◆ **What is needed**
Find where "of the floppy" appears in the entries below. That line and all lines after it, through the last, are to be duplicated exactly, with nothing else.

(Record excerpts begins)

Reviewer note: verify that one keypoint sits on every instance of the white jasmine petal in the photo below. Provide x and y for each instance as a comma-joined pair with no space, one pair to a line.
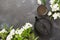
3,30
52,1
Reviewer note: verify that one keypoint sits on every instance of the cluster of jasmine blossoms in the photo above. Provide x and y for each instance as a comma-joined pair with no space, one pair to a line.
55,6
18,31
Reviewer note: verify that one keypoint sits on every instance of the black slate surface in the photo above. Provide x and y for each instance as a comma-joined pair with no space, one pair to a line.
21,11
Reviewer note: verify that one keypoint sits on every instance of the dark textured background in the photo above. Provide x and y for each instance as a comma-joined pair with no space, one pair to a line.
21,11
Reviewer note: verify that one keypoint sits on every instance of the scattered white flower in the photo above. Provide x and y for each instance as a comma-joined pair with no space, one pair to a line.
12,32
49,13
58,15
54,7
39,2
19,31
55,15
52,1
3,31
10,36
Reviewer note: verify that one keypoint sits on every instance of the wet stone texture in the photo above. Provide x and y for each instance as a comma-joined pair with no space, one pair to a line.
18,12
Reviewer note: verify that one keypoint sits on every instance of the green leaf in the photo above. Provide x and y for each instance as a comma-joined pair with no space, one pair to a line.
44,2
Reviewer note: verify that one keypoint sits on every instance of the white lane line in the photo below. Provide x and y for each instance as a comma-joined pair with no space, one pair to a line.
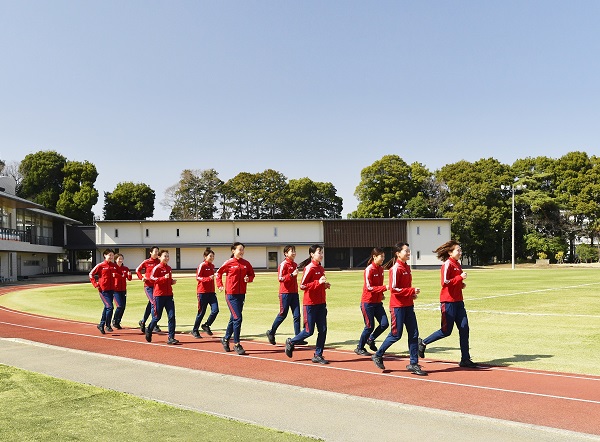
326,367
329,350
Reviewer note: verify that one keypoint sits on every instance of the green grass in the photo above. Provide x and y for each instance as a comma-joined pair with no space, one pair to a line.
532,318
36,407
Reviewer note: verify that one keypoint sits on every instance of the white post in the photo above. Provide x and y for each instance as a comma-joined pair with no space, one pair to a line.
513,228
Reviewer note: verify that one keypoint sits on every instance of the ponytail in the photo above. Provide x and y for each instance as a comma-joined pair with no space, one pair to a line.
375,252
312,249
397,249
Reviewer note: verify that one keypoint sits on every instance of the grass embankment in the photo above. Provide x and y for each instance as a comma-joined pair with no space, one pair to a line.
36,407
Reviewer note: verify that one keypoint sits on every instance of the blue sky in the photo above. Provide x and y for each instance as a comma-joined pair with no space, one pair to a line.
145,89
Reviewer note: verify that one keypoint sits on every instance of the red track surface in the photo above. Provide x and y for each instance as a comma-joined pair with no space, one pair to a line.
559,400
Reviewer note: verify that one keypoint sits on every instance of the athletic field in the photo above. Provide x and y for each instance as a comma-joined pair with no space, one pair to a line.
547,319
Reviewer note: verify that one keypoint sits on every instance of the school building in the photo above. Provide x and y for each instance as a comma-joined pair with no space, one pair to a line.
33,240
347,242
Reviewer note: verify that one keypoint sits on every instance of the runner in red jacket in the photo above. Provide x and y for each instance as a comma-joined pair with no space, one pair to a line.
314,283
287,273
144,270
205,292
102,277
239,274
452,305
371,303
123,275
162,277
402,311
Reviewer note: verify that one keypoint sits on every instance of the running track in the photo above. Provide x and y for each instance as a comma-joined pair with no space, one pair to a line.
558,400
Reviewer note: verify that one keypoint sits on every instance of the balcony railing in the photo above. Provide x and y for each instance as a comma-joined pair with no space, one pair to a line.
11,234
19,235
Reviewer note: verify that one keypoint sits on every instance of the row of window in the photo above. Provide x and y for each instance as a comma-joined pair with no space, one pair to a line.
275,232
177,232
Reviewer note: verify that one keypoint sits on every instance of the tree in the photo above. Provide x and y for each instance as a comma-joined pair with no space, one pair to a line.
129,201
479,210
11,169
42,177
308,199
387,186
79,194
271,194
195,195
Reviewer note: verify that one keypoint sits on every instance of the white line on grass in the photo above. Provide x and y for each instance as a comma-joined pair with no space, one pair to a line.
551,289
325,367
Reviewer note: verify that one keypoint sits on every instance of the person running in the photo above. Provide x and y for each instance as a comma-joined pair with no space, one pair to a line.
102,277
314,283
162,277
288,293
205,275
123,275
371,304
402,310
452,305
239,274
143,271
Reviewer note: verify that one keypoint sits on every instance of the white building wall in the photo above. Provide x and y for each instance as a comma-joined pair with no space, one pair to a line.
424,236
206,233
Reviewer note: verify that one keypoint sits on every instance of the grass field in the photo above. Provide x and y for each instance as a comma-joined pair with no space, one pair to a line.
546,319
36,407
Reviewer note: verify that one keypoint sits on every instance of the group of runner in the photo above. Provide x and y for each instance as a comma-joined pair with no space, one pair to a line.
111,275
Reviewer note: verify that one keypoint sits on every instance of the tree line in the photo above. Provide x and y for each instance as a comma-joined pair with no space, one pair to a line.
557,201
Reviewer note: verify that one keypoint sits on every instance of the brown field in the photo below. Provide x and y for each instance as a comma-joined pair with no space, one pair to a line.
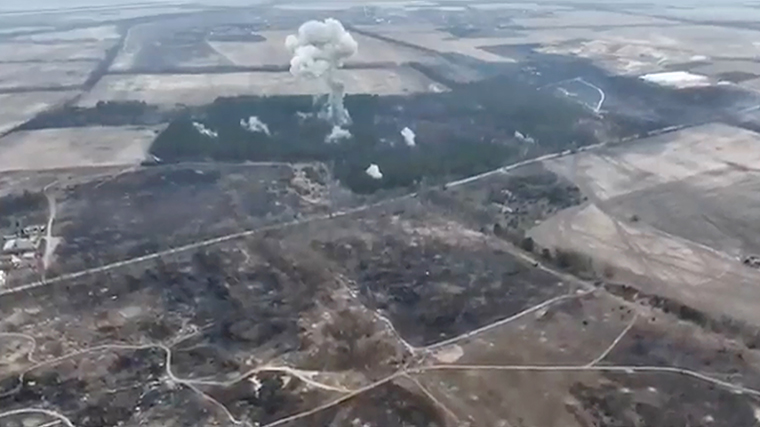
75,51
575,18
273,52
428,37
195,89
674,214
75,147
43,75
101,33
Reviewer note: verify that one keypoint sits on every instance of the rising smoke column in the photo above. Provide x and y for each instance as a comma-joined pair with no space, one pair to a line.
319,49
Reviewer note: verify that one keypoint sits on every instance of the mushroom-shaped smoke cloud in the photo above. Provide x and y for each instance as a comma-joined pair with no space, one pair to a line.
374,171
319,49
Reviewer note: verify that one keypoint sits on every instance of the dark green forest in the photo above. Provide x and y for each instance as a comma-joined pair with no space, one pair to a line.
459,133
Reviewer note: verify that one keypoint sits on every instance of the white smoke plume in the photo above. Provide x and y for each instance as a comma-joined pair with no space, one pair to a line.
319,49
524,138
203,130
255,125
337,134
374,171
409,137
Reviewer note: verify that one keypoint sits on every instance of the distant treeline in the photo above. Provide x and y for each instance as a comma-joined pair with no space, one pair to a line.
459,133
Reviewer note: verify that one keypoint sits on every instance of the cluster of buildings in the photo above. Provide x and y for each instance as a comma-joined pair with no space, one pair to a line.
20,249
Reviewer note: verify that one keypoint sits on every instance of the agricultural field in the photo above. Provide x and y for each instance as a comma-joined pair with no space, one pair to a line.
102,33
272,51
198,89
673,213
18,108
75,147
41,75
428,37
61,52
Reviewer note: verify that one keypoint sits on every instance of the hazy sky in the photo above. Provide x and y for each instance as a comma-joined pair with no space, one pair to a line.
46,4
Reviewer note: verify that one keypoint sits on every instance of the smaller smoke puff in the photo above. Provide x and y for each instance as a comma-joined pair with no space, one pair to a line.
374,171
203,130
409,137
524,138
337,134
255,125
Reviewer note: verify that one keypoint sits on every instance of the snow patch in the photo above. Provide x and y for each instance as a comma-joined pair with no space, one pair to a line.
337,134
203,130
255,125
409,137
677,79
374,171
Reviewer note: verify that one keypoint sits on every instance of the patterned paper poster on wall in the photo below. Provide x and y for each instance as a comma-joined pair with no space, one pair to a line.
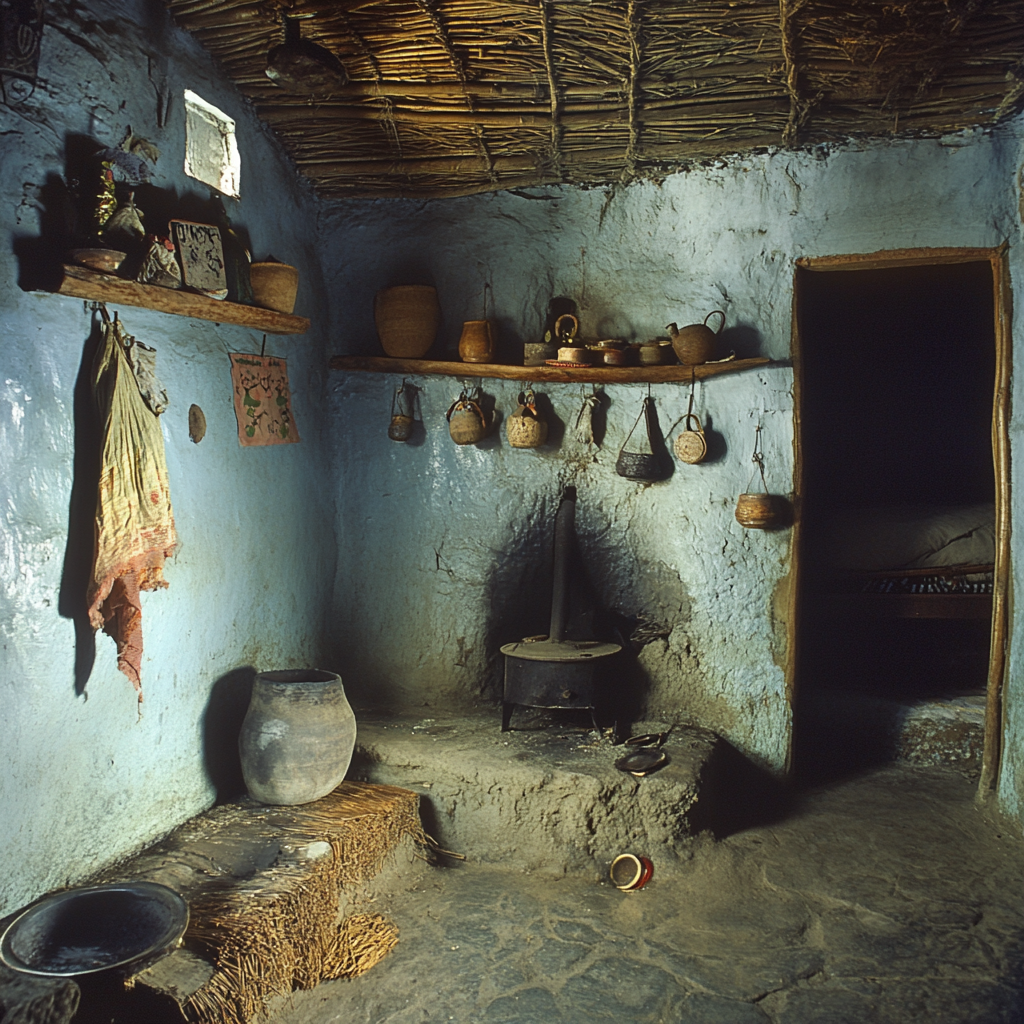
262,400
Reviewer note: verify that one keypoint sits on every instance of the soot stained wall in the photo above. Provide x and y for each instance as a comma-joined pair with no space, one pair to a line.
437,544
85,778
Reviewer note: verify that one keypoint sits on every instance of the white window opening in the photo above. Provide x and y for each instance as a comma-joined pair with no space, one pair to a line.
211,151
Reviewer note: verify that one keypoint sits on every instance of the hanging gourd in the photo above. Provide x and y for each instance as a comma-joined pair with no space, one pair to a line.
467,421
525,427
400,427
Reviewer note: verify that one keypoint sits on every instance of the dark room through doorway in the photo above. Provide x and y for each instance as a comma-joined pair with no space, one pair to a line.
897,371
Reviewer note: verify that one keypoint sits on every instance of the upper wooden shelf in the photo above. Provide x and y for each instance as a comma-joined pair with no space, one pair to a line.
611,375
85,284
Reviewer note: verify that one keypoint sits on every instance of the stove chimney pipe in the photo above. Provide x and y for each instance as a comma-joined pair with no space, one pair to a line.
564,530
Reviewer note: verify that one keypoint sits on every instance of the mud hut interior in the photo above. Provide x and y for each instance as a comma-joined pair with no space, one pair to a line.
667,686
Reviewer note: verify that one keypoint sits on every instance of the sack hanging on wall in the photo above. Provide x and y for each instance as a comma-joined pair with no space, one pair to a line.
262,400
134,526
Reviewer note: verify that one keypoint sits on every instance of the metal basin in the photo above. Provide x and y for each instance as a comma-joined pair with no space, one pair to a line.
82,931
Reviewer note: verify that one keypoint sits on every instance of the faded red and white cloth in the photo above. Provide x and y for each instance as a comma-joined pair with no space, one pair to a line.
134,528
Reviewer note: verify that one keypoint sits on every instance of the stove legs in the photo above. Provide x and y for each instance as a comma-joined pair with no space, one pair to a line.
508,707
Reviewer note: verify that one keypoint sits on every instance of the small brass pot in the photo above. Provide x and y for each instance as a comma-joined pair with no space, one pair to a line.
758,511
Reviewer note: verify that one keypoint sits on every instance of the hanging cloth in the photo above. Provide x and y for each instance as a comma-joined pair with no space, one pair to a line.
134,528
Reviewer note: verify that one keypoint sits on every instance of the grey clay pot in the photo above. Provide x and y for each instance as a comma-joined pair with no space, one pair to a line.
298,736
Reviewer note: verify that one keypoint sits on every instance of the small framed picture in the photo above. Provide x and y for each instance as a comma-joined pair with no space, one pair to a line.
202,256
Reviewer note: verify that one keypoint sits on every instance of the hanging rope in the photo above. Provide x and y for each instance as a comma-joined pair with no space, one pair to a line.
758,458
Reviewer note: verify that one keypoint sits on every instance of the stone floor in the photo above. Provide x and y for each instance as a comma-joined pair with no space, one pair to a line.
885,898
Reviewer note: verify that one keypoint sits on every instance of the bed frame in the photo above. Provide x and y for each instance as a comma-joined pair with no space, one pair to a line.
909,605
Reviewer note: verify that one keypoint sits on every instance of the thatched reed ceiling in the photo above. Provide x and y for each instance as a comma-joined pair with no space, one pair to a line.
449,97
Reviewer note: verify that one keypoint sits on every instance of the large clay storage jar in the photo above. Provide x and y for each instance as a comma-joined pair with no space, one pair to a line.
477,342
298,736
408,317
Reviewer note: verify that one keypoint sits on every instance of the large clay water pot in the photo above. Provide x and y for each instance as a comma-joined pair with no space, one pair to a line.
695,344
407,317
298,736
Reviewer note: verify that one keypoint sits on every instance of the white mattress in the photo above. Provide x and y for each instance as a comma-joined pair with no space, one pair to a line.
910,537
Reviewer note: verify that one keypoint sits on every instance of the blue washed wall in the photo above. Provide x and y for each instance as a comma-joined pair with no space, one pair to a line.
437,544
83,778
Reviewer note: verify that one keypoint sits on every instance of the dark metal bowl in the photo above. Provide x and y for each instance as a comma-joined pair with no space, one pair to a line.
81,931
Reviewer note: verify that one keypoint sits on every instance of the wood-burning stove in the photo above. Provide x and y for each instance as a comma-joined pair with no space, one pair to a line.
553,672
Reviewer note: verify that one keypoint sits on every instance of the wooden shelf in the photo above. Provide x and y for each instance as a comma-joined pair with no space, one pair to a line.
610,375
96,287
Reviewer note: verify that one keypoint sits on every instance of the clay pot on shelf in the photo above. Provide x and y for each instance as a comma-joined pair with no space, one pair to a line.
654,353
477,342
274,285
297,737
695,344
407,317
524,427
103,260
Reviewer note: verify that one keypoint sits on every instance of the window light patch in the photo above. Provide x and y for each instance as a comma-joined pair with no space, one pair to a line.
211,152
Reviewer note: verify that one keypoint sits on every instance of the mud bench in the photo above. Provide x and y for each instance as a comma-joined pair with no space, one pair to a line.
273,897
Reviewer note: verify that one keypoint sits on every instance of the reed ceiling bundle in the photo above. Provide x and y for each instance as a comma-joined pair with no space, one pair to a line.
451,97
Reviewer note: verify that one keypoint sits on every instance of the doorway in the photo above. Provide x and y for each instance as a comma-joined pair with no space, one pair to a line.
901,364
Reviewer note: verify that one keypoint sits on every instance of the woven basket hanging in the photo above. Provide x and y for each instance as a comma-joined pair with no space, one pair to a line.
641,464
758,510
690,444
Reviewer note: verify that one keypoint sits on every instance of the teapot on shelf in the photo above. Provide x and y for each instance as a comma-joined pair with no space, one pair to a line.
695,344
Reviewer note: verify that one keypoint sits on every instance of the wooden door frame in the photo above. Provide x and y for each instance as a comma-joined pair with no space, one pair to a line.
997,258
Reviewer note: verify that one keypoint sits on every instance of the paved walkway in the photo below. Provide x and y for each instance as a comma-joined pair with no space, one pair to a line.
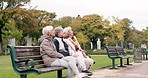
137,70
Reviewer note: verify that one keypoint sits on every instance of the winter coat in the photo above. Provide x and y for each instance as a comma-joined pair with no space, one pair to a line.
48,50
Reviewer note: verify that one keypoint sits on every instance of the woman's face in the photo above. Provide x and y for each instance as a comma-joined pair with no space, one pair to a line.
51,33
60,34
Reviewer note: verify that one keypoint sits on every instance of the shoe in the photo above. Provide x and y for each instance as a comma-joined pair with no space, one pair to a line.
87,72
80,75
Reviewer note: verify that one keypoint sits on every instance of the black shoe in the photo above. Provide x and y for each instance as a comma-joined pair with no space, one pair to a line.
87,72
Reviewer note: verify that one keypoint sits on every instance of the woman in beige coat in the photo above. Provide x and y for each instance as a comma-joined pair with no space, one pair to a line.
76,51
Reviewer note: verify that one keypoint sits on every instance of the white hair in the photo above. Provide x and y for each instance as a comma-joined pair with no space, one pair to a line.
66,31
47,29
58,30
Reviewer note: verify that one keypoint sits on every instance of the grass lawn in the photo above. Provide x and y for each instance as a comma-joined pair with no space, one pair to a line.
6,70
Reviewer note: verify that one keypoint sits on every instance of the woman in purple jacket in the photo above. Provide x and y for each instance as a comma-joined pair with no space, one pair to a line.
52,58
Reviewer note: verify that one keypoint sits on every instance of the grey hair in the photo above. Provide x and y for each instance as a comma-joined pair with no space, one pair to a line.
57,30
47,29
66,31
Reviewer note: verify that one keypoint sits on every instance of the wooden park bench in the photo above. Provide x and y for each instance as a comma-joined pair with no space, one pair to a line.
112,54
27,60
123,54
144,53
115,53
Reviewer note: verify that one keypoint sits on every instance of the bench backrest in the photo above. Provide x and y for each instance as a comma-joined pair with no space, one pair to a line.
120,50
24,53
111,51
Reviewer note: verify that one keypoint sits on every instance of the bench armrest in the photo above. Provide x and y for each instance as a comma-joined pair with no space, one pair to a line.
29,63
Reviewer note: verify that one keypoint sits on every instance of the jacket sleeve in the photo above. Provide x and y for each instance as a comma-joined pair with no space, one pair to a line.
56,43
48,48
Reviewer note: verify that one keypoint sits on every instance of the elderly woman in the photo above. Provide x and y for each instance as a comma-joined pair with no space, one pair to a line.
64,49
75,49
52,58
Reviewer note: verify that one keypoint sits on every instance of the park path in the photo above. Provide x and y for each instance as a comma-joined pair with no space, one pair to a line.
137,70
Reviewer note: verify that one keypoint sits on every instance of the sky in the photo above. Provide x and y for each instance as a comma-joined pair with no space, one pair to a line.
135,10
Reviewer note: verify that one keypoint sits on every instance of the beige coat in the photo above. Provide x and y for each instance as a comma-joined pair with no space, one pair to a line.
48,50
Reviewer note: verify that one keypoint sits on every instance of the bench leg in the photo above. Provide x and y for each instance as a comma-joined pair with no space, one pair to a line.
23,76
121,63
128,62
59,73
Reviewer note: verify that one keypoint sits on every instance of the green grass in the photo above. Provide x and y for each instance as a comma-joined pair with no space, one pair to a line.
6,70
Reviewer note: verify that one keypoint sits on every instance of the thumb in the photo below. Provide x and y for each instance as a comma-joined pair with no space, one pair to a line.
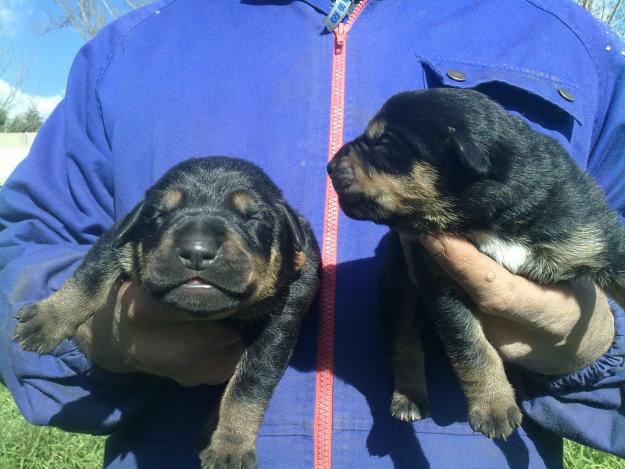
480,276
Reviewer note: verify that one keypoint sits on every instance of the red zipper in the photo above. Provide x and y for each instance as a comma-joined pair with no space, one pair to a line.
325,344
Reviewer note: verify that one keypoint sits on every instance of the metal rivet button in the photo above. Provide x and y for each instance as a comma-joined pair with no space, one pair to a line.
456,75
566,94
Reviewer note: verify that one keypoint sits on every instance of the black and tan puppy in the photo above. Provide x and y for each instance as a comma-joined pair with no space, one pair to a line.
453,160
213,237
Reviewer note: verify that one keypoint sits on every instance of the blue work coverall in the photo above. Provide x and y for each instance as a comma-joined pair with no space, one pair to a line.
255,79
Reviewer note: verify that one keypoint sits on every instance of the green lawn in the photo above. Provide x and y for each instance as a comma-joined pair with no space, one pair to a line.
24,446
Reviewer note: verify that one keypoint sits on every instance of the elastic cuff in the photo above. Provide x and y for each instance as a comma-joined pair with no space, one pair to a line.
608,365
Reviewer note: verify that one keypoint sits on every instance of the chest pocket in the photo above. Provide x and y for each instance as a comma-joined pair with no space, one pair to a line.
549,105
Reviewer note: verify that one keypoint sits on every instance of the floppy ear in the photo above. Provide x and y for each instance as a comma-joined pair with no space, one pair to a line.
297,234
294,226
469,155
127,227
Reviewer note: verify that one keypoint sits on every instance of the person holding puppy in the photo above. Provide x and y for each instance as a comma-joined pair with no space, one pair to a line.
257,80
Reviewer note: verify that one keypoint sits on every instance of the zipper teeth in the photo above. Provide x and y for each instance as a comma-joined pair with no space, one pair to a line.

(Record excerpts ends)

◆ **Task output**
Reviewer note: verify that one keypoint sits on every instance of the floppy ear in the photo above. Provide x and y for each instance as a comma-joined pair with no space, one pair to a line.
297,234
294,226
469,155
127,227
Reviewer note: verify that one keypoint sits on every instance of the person holding puppy in the photo above. Provide x and y for each instance as a comma-joined pair with no space, one pair to a line.
257,80
Reviewer note: verify that one keypoint sits on every instance of the zipper teeth in the photo above. Provide x and y for each instance as a comma-joined pair with no space, one pair to a line.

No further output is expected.